* Exercise prompt
Return all of the entries exactly, with nothing added or left out.

[START OF Source data]

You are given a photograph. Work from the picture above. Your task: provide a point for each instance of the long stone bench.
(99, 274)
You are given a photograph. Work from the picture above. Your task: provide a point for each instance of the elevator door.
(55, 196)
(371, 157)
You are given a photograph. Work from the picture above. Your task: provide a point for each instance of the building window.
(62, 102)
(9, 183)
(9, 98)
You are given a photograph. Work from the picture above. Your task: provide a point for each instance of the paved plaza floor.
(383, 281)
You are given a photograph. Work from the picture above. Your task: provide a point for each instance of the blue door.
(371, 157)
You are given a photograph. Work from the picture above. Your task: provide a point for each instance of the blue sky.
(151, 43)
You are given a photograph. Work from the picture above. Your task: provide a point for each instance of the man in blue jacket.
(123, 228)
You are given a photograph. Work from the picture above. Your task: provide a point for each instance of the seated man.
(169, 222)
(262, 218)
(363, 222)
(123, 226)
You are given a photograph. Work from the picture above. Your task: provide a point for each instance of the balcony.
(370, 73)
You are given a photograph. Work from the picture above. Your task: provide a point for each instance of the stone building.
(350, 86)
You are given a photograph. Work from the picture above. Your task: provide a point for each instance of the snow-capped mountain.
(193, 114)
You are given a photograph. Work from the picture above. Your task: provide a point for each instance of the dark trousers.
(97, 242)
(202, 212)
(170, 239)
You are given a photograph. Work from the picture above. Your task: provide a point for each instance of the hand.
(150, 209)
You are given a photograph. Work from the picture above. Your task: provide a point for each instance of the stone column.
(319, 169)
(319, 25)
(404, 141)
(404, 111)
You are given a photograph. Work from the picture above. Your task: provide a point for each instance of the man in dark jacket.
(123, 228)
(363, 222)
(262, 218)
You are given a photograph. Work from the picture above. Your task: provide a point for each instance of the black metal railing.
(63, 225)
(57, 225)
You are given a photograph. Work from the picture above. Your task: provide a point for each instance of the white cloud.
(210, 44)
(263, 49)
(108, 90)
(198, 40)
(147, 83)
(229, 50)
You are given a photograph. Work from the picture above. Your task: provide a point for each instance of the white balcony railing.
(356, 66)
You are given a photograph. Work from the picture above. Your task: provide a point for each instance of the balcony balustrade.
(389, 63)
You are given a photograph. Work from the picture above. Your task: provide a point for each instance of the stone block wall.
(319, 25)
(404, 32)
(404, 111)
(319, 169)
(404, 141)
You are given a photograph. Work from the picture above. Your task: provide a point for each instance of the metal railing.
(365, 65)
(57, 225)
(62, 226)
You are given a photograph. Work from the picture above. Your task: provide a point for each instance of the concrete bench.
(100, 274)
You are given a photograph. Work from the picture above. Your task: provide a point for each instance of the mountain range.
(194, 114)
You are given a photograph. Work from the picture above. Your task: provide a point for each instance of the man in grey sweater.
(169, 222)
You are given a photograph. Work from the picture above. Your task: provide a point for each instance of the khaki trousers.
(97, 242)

[END OF Source data]

* The completed task
You are given a photograph. Work from the picture above. Your task: provide a point for each instance of the long stone bench.
(99, 274)
You are given a photograph. Work from the picture above. Your task: provide a point for each instance of the elevator door.
(55, 196)
(371, 157)
You are given a photograph. Work from the picture above. Your task: provide a point for each instance of the building window.
(62, 102)
(9, 183)
(9, 98)
You are given a photograph. Work from the picture above. Your task: provide a point for each instance of the paved plaza floor.
(383, 281)
You are given a photograph. Work from the picture above. Your task: provide a point for each instance of the blue door.
(371, 157)
You are given a photograph. Work from the picture above. Your task: provide a point for each instance of the blue sky.
(151, 43)
You are given a photograph. Work from the picture above. Your task: provide a point for each instance of the man in blue jacket.
(123, 228)
You are given a photograph. Work from the picture above. Your task: provide a point for each instance of the seated man.
(169, 222)
(262, 218)
(363, 222)
(123, 226)
You are given a photograph. Work from the picture above. Your task: provide a point for each instance of the balcony.
(370, 73)
You are given a photograph. Work from the picture above. Your task: provide a point for each instance of the stone building.
(350, 86)
You are given a photograph. Work from the picture above. Your task: provide a point for each instance of the snow-capped mountain.
(193, 114)
You are given a photograph. Work from the picture above. Your task: provide a point for each instance of the dark trousers.
(97, 242)
(202, 212)
(170, 239)
You are given a photograph. Work from the picture above. Your task: provide a point for each instance of the hand.
(150, 209)
You are given a photograph. Work from the picture above. Your task: provide a point for each instance of the stone column.
(319, 169)
(319, 25)
(404, 141)
(404, 111)
You are given a photograph. Work from the picture above. Your task: provide a point for each instance of the man in dark jacket.
(123, 228)
(363, 222)
(262, 218)
You are given a photograph. Work from the picture above. Your task: provide a point for each instance of the black metal railing.
(63, 225)
(57, 225)
You are given a photograph. Work from the picture above. Your task: provide a point for each instance of the white cloud.
(210, 44)
(263, 49)
(108, 90)
(198, 40)
(147, 83)
(229, 50)
You are given a photograph. Work from the picture above. Your task: provide a point for each instance of the white balcony railing.
(356, 66)
You are given a photograph. Work from the picture above. Your task: provide a point for each instance of the balcony balustrade.
(389, 63)
You are given a photograph. Work from the picture above. Your task: provide a point for each instance of the stone block wall.
(319, 25)
(404, 32)
(404, 111)
(319, 169)
(404, 141)
You are given a photograph. Work from the picture above. Your task: provide a point for each instance of the metal railing.
(365, 65)
(57, 225)
(62, 226)
You are given a photograph. Work from the picture above. Your task: provide a point for each instance of the concrete bench.
(100, 274)
You are given a photograph. Work from the picture above. Your task: provide a point for each instance of the mountain range.
(194, 114)
You are given a photograph. Work from the picture above. Your task: provide a point for each instance of the man in grey sweater.
(169, 222)
You are given a photograph. Work from the picture above. Your task: provide a point for each instance of the khaki trousers.
(97, 242)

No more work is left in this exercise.